• MATERIAL
□ □ □ □

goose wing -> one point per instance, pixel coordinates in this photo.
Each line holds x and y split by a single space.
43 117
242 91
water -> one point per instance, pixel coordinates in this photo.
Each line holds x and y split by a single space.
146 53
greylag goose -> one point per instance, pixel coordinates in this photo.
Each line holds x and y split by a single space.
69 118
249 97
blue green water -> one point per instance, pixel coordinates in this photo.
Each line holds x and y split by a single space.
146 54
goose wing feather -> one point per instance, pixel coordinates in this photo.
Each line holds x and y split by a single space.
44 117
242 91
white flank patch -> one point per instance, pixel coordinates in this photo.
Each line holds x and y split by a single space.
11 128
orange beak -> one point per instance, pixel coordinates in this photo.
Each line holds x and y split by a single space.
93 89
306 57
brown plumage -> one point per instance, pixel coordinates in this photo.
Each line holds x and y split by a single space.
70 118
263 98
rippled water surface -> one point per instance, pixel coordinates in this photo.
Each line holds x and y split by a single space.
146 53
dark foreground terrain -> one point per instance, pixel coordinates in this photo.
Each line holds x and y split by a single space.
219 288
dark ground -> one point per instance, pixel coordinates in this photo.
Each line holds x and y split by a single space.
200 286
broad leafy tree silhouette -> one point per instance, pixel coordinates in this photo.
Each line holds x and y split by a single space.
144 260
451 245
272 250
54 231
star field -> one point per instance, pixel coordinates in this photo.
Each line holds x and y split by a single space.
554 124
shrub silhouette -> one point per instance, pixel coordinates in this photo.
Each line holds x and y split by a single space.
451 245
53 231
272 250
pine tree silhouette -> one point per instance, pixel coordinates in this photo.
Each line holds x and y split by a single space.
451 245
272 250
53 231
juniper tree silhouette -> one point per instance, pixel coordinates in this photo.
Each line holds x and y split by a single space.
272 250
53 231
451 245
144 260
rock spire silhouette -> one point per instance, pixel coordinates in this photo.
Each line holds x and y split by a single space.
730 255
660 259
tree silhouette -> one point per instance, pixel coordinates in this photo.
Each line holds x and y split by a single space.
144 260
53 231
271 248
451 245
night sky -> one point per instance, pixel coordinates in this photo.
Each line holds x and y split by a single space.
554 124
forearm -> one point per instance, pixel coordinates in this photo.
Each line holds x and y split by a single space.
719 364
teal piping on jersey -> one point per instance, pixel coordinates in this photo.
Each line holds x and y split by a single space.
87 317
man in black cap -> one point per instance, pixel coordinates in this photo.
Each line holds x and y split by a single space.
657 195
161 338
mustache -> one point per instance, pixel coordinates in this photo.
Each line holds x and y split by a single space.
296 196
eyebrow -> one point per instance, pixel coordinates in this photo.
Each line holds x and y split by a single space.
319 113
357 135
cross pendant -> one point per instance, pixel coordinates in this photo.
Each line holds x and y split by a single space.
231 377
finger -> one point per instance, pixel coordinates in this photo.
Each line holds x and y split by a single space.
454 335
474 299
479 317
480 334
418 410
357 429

□ □ □ □

Repeat each record exactly, leaving nothing out.

goose wing -> one point per instance, pixel coordinates in this photo.
Each line holds x and y split by a single space.
43 117
242 91
water -> one point per instance, pixel coordinates in this photo.
Each line holds x and y split by a single space.
146 53
greylag goose -> one point per instance, pixel coordinates in this photo.
Each line holds x and y split by a single space.
69 118
249 97
blue green water -> one point per instance, pixel coordinates in this photo.
Each line holds x and y split by a single space.
146 54
goose wing feather -> one point per instance, pixel coordinates in this photo.
Each line holds x and y split by a single space.
44 117
242 91
white flank patch -> one point per instance, pixel coordinates in this photo.
Each line holds x and y split by a single space.
11 128
orange beak -> one point per instance, pixel coordinates in this photo.
Each line holds x and y split by a single space.
93 89
306 57
brown plumage -> one point per instance, pixel coordinates in this photo.
Each line holds x and y split by a single space.
70 118
263 98
rippled water surface -> one point per instance, pixel coordinates in this photo.
Each line holds x and y split by a single space.
146 53
dark foreground terrain -> one point per instance, pixel coordinates in this photo.
Each line holds x and y split by a single space.
219 288
dark ground -> one point per instance, pixel coordinates in this photo.
Each line holds x and y split by a single space.
200 286
broad leafy tree silhouette -> one point per instance, pixel coordinates in this photo.
Each line holds x and y split by a single space.
144 260
451 245
272 250
54 231
star field -> one point per instance, pixel coordinates in this photo.
Each line holds x and y split by a single space.
554 124
shrub silhouette -> one point per instance, pixel coordinates in this photo.
Each line holds x and y split by a single space.
451 245
53 231
272 250
pine tree silhouette -> one point per instance, pixel coordinates in this photo.
Each line holds x and y split by a single space.
451 245
272 250
53 231
juniper tree silhouette -> one point per instance, pixel coordinates in this photo.
Each line holds x and y split by a single space.
272 250
53 231
451 245
144 260
rock spire silhouette -> one point per instance, pixel coordinates in this photo.
Each line holds x and y split by a single space.
730 255
660 259
tree silhouette -> one point per instance, pixel coordinates in this photo.
Each line holds x and y split by a single space.
144 260
53 231
271 248
451 245
night sky -> one point per instance, pixel coordinates in this photo.
Each line holds x and y split by a single space.
554 124
forearm -> one point per instance, pixel coordinates in this photo.
Each line holds x and y split by a single space.
719 364
teal piping on jersey -> one point per instance, pixel coordinates in this photo.
Each line holds x and y split by a single space.
87 317
man in black cap -> one point per instance, pixel coordinates in this photo.
Each line holds x and y split by a single space.
657 195
161 338
mustache -> one point per instance, pixel coordinates in this photo.
Each line holds x and y split by a single space.
296 196
eyebrow -> one point per instance, pixel coordinates in this photo.
Each line holds x and y split by a single space.
319 113
357 135
cross pendant -> one point per instance, pixel coordinates in this photo.
Each line holds x and y split by a single space.
231 377
finger -> one point per instance, pixel coordinates in this photo.
Each line holds x and y split by a single space.
454 335
474 299
479 317
480 334
418 410
357 429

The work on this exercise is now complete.